Supplied data:
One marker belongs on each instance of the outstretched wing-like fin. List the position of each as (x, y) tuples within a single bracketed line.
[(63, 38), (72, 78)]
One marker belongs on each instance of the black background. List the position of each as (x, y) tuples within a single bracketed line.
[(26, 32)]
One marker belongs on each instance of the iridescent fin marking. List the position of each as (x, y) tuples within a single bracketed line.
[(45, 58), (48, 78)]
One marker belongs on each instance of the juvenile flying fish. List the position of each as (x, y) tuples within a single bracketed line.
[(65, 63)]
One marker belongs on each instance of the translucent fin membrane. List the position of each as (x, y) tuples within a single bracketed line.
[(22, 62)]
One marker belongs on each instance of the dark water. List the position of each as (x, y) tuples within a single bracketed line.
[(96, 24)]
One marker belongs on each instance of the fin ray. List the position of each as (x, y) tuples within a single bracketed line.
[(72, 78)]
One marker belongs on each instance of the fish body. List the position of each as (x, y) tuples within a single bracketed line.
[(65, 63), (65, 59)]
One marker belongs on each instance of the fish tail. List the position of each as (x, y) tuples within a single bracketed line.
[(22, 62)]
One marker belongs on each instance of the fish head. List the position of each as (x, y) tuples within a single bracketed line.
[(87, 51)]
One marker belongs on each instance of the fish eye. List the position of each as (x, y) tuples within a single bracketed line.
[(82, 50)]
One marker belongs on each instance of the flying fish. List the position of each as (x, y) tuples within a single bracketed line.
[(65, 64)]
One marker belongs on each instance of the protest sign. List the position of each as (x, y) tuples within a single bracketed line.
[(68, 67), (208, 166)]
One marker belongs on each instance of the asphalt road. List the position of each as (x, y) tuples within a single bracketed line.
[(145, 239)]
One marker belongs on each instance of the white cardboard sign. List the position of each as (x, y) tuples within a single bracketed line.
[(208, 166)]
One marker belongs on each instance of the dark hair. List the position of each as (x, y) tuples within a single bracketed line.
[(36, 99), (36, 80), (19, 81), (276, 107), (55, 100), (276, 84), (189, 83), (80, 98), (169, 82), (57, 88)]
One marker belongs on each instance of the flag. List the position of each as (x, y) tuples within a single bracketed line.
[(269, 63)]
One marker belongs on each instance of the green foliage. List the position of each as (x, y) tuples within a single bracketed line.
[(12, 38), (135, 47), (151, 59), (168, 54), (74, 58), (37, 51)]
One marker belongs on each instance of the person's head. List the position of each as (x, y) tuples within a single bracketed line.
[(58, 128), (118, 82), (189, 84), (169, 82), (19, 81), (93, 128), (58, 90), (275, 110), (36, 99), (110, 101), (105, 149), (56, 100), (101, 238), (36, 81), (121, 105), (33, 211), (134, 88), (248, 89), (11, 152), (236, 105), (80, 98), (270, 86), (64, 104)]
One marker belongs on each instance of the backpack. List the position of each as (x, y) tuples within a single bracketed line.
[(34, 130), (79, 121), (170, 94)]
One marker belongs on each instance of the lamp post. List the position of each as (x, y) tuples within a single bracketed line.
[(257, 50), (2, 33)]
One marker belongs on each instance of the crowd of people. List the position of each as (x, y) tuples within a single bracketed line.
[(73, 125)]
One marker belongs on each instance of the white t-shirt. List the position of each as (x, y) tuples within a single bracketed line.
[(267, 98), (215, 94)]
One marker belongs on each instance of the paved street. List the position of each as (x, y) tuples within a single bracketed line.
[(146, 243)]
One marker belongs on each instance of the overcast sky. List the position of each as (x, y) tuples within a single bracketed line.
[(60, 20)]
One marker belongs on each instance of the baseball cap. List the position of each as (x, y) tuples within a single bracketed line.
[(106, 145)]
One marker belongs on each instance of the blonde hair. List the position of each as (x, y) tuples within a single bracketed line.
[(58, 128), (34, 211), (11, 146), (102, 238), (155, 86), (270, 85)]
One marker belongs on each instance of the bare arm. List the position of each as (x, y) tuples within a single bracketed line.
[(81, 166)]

Exercise requirements: Render every line of the records above as a Markdown table with two columns, "No." for the row number and "Line" for the line itself, omitting any blank lines.

Solution for this problem:
| No. | Line |
|---|---|
| 1 | One marker belongs on each instance of the outstretched wing-like fin. List the position of each as (x, y) tuples within a single bracketed line. |
| 2 | [(63, 38), (72, 78)] |
| 3 | One marker belongs on each instance of the black background. List the position of each as (x, y) tuples within a single bracketed line. |
| 4 | [(26, 32)] |
| 5 | One marker belongs on each instance of the iridescent fin marking. List the position of each as (x, y) tuples within a single bracketed line. |
| 6 | [(45, 58), (48, 78)] |
| 7 | One marker belongs on each instance of the juvenile flying fish. List the position of each as (x, y) tuples within a single bracketed line. |
| 8 | [(65, 63)] |
| 9 | One marker belongs on each instance of the translucent fin membrane. List the position of each as (x, y) tuples within a single bracketed line. |
| 10 | [(22, 62)] |
| 11 | One marker belongs on each instance of the dark water. List the position of each as (x, y) tuples within a single bracketed line. |
| 12 | [(96, 24)] |
| 13 | One marker belongs on each instance of the fin ray. List the position of each as (x, y) tuples within a single bracketed line. |
| 14 | [(72, 78)] |
| 15 | One marker belongs on each instance of the fish body. List the position of each as (x, y) tuples within a single bracketed line. |
| 16 | [(65, 63), (65, 59)] |
| 17 | One marker belongs on each instance of the fish tail. List the position of each as (x, y) tuples within a single bracketed line. |
| 18 | [(22, 62)] |
| 19 | One marker belongs on each instance of the fish head. List the position of each as (x, y) tuples within a single bracketed line. |
| 20 | [(87, 51)] |
| 21 | One marker belongs on each instance of the fish eye. List the position of each as (x, y) tuples within a single bracketed line. |
| 22 | [(82, 50)] |
| 23 | One marker belongs on each instance of the flying fish. List the position of each as (x, y) tuples within a single bracketed line. |
| 24 | [(65, 64)] |
| 25 | One marker belongs on each instance of the protest sign. List the position of each as (x, y) tuples within a single bracketed line. |
| 26 | [(68, 67), (208, 166)] |
| 27 | One marker belongs on each instance of the asphalt road. List the position of each as (x, y) tuples within a single bracketed line. |
| 28 | [(145, 239)] |
| 29 | One marker belongs on each instance of the white cardboard sign. List the position of each as (x, y) tuples within a single bracketed line. |
| 30 | [(208, 166)] |
| 31 | One marker belongs on each instance of the dark hair. List the position of each as (x, y) tuples within a single bracketed line. |
| 32 | [(36, 99), (36, 80), (19, 81), (276, 107), (55, 100), (276, 84), (189, 83), (80, 98), (169, 82), (57, 88)] |
| 33 | One marker belongs on each instance of the flag. List the position of each as (x, y) tuples within a single bracketed line. |
| 34 | [(269, 63)] |
| 35 | One marker belongs on each instance of the green foliage. List the position of each as (x, y) tuples within a single bracketed line. |
| 36 | [(12, 38), (135, 47), (151, 59), (168, 54), (74, 58), (37, 51)] |
| 37 | One marker belongs on each instance of the person's head. List the position of each as (x, y) tuples within a single bracketed line. |
| 38 | [(58, 128), (118, 82), (189, 84), (169, 82), (19, 81), (93, 128), (58, 90), (275, 110), (36, 99), (110, 101), (105, 149), (56, 100), (101, 238), (36, 81), (121, 105), (33, 211), (134, 88), (248, 89), (11, 152), (236, 105), (80, 98), (270, 86), (64, 104)] |
| 39 | One marker belongs on each instance of the backpack. List the position of each as (x, y) tuples within a single bracketed line. |
| 40 | [(34, 130), (79, 121), (170, 94)] |
| 41 | One marker belongs on each instance of the lamp post. List the position of each as (x, y) tuples within a single bracketed line. |
| 42 | [(257, 50), (2, 33)] |
| 43 | One marker belongs on each instance of the crowd of people. List the position of each as (x, y) tuples within a single bracketed line. |
| 44 | [(73, 125)] |
| 45 | One marker belongs on each instance of the white t-shirt. List the position of each as (x, y) tuples within a single bracketed line. |
| 46 | [(267, 98), (215, 94)] |
| 47 | One marker belongs on each instance of the paved street. List the position of each as (x, y) tuples within a single bracketed line. |
| 48 | [(146, 243)] |
| 49 | One marker belongs on each instance of the overcast sky. List the position of each as (x, y) tuples within a single bracketed line. |
| 50 | [(60, 20)] |
| 51 | One marker belongs on each instance of the baseball cap. List the position of each as (x, y) tuples within a single bracketed line. |
| 52 | [(106, 145)] |
| 53 | One marker belongs on each instance of the blonde hair. List the position of each as (x, y) tuples within a single bracketed line. |
| 54 | [(58, 128), (34, 211), (11, 146), (102, 238), (155, 86), (270, 85)] |
| 55 | One marker belongs on each instance of the bare arm. List the position of each as (x, y) tuples within a single bracketed line. |
| 56 | [(81, 166)] |